§ **EXERCISE OBJECTIVE**: Search the records below for "dental"; copy each line that has it.

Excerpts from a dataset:
*** Block opens ***

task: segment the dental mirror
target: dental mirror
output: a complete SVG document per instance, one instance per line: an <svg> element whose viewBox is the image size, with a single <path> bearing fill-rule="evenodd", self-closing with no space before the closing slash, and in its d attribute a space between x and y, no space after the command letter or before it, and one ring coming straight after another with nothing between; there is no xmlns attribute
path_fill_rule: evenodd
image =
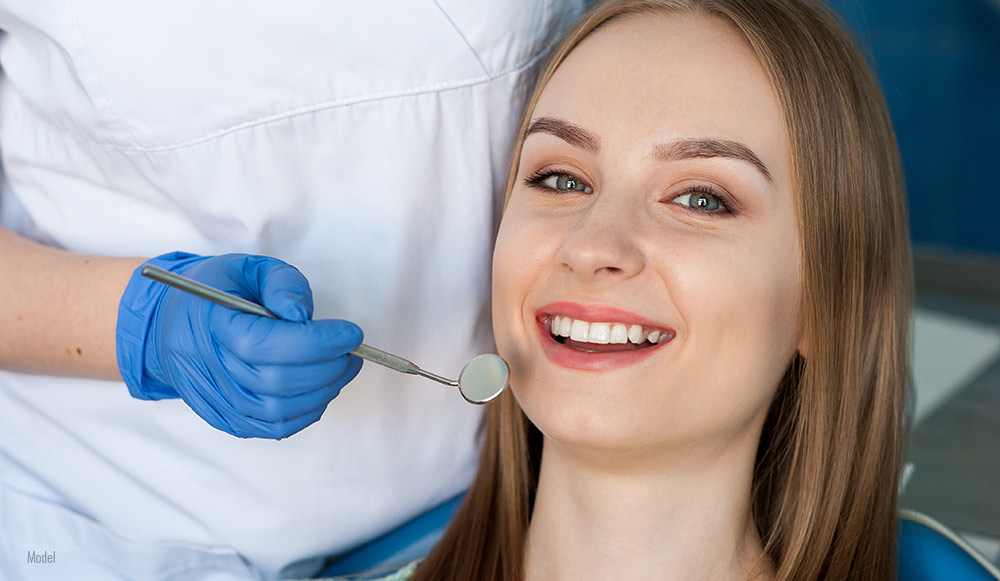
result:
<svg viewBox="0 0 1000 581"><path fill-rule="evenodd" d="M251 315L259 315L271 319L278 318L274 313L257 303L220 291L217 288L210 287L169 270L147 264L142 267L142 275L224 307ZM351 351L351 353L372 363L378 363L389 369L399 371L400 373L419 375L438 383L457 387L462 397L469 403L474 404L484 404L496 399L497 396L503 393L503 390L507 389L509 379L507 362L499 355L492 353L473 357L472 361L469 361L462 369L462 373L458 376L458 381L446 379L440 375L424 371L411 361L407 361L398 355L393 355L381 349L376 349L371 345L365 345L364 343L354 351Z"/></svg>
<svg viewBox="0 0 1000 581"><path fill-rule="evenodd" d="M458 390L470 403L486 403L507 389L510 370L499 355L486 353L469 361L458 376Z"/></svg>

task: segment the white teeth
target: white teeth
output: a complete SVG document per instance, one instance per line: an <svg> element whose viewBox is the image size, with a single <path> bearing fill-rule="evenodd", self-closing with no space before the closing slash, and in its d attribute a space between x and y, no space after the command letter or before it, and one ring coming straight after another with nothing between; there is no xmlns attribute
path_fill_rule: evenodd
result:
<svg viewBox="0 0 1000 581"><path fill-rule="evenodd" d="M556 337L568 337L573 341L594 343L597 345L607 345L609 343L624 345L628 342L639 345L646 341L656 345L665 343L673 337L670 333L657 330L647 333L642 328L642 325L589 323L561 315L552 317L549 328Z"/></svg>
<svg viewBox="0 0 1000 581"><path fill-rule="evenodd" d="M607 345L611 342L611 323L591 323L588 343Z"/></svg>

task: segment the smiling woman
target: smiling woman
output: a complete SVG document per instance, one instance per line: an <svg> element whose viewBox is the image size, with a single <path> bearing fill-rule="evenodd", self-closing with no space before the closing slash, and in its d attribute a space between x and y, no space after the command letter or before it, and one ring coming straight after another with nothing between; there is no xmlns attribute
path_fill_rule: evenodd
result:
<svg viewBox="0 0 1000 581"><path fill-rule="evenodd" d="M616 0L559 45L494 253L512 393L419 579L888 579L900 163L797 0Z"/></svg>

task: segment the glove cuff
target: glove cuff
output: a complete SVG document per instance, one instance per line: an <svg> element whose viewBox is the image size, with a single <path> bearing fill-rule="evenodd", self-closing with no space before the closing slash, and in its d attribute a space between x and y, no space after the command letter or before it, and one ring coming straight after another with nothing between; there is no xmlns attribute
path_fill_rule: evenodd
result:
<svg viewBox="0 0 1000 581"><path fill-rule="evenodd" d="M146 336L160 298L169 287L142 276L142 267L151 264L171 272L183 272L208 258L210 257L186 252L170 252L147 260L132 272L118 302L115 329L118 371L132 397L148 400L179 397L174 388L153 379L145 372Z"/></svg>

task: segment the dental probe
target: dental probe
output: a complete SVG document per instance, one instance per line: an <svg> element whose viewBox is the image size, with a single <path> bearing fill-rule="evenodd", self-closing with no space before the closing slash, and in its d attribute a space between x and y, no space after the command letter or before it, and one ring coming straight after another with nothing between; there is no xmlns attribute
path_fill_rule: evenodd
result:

*** Block closes ***

§ **TASK SOLUTION**:
task: segment the dental mirror
target: dental mirror
task: segment the dental probe
target: dental probe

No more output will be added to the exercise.